TASK REQUIREMENTS => A single figure is the whole answer: the number of lines in the entries that contain "windshield".

Photo-based referring expression data:
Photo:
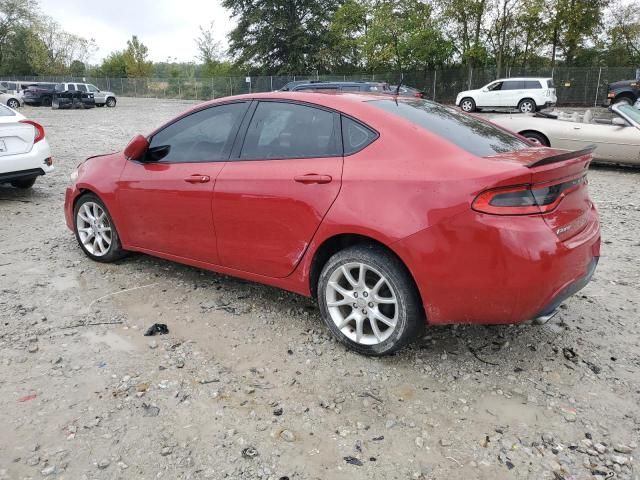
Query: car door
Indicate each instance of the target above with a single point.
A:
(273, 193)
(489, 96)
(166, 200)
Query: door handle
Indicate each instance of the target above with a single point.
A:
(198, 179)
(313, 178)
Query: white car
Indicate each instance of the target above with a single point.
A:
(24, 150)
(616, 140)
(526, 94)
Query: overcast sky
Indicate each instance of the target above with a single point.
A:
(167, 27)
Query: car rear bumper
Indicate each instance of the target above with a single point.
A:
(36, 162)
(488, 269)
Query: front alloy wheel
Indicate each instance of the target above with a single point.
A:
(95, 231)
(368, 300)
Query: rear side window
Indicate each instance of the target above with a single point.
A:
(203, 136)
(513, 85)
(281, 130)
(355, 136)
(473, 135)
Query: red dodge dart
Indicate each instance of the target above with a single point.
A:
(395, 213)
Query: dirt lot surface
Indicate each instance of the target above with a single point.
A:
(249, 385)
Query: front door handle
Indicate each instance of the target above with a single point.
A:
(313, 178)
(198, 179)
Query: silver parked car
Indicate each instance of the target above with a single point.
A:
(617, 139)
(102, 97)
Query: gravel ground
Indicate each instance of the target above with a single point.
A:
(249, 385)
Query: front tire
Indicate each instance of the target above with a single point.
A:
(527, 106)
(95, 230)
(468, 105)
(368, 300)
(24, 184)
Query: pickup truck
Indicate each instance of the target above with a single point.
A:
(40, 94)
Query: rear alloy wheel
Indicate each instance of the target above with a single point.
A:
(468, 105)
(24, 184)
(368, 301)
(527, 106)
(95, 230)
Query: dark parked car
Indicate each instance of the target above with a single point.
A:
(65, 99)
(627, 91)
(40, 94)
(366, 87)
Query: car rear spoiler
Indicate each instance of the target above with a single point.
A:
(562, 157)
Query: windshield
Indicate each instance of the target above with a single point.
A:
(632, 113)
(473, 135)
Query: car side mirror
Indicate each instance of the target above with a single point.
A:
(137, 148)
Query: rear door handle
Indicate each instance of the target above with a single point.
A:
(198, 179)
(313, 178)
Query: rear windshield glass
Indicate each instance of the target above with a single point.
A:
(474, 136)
--
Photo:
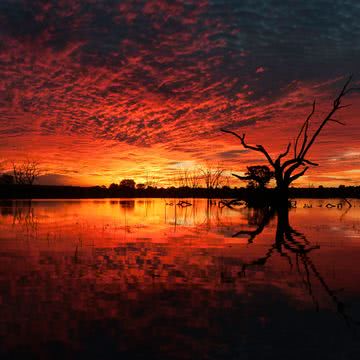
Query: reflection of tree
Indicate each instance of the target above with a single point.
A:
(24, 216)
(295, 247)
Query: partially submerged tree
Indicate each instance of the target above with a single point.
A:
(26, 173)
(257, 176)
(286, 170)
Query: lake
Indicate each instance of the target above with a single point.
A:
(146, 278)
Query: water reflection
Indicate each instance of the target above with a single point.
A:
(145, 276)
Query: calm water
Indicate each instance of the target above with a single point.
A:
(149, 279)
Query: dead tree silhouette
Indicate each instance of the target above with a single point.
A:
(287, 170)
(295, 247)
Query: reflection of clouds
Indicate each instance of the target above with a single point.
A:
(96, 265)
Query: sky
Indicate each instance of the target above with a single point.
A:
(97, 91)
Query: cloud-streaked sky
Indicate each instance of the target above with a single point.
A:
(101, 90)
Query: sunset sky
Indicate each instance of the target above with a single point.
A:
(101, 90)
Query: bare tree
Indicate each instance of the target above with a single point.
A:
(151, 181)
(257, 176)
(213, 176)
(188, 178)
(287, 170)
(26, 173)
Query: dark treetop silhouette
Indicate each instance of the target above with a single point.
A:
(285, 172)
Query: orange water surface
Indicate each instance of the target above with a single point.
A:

RESULT BELOW => 2